> Passage provided
I took the BS, because it seemed like the BA was a "lighter" degree.

I think you're underestimating what 18 year olds are willing to put themselves
through.

------
Goladus
_Many of her friends in their third and fourth year in Temple’s computer
science department haven’t written a line of code outside of basic Java, she
said._

What. You can't just make a claim like that without justification. In 5
minutes of search, I found a "sample course sheet," for a Junior CS major,
where the fall semester recommends "CIS 3238 Software Design [1]. One
syllabus[2] is available from a professor's website[3], and includes this
project description:

 _The goal of the project phase of this course is for students to gain
experience in contributing to an open source project. The nature of the
contribution may be to contribute an enhancement or to fix an open problem.
Students may work alone or in a team of up-to 3 students. While project work
will be concentrated to the last half of the course, you need to select the
project early and join the developer’s mailing list._

If you are a computer science major and are not writing code, there should be
some explanation. A journalist should try to find answers to those questions.

[1]
[http://www.temple.edu/cis/undergraduate/undergradcs/CS_BS.ht...](http://www.temple.edu/cis/undergraduate/undergradcs/CS_BS.html)

[2]
[http://www.cis.temple.edu/~wolfgang/CIS%203238%20Software%20...](http://www.cis.temple.edu/~wolfgang/CIS%203238%20Software%20Design.pdf)

> Data listing

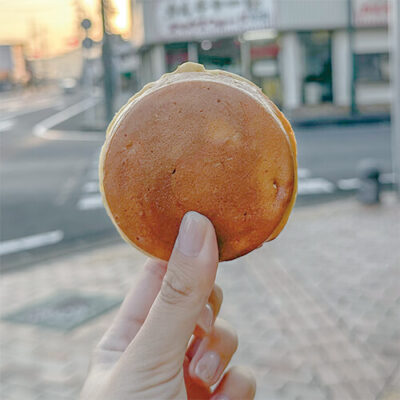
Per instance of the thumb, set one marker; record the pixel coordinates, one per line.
(184, 292)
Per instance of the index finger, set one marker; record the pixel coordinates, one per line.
(136, 306)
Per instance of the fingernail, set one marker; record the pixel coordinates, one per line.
(206, 319)
(220, 397)
(207, 366)
(191, 234)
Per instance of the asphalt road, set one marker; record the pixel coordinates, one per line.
(49, 198)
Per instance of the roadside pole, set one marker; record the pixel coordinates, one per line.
(107, 66)
(394, 22)
(353, 76)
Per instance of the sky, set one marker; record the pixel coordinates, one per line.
(52, 27)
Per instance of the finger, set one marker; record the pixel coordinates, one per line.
(184, 292)
(194, 390)
(237, 384)
(213, 353)
(135, 307)
(209, 312)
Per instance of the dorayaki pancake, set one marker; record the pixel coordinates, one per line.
(205, 141)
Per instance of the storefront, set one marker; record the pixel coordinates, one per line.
(302, 53)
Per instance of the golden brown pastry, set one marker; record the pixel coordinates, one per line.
(206, 141)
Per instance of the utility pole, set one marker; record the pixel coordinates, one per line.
(395, 115)
(107, 66)
(353, 76)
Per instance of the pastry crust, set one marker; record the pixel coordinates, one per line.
(207, 141)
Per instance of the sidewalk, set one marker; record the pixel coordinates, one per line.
(317, 310)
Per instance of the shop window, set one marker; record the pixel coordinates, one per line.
(176, 54)
(317, 78)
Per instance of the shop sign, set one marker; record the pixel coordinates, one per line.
(199, 19)
(370, 13)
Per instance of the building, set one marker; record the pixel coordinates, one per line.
(301, 52)
(13, 67)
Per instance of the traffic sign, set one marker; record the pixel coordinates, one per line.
(87, 43)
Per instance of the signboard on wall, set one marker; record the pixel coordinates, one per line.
(370, 13)
(186, 20)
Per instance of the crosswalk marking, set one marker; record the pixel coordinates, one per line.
(90, 187)
(90, 202)
(348, 184)
(30, 242)
(315, 186)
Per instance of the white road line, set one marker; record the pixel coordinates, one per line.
(30, 242)
(90, 187)
(42, 129)
(348, 184)
(90, 202)
(315, 186)
(6, 125)
(303, 173)
(65, 191)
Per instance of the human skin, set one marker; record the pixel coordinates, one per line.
(167, 341)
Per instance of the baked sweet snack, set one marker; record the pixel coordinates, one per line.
(207, 141)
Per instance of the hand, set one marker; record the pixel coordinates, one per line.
(166, 342)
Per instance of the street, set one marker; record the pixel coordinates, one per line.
(50, 203)
(42, 182)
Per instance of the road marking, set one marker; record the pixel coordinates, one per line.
(65, 191)
(315, 186)
(90, 187)
(387, 178)
(303, 173)
(348, 184)
(6, 125)
(90, 202)
(43, 129)
(30, 242)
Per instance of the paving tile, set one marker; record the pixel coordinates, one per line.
(317, 310)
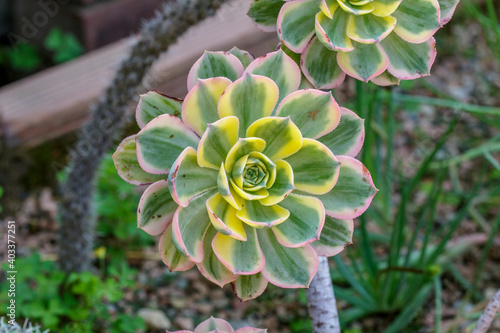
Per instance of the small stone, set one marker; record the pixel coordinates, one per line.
(155, 319)
(185, 323)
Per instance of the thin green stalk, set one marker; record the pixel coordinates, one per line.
(388, 159)
(438, 301)
(488, 147)
(428, 206)
(484, 255)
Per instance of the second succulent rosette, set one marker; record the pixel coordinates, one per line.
(250, 178)
(382, 41)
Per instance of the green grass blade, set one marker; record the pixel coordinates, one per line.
(362, 291)
(438, 301)
(470, 108)
(410, 311)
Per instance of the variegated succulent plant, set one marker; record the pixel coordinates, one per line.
(216, 325)
(250, 178)
(382, 41)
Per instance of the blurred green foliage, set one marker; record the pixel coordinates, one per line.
(76, 302)
(26, 58)
(116, 207)
(64, 46)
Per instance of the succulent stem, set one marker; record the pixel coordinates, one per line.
(321, 301)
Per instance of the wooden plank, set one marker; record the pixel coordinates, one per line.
(55, 102)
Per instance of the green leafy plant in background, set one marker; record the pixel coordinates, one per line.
(256, 176)
(220, 326)
(7, 327)
(63, 45)
(24, 57)
(400, 283)
(116, 207)
(382, 41)
(70, 303)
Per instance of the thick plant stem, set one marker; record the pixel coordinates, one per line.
(109, 115)
(489, 314)
(321, 301)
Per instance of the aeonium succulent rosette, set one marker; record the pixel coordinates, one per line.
(383, 41)
(216, 325)
(255, 181)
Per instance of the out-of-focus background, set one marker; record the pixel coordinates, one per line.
(426, 255)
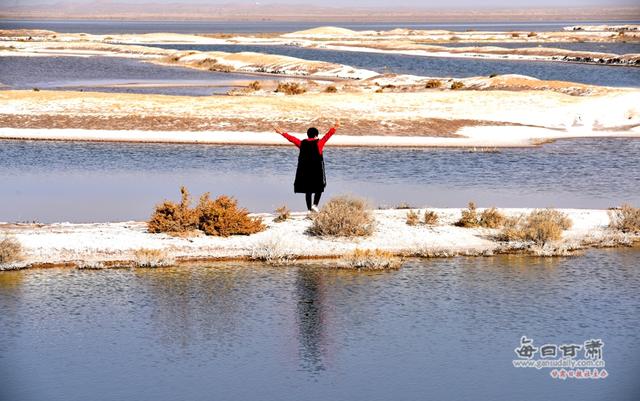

> Written exercise
Return the part of the forum thread on computer science degrees from "If you are a" to "to those questions.", copied word for word.

> Result
If you are a computer science major and are not writing code, there should be
some explanation. A journalist should try to find answers to those questions.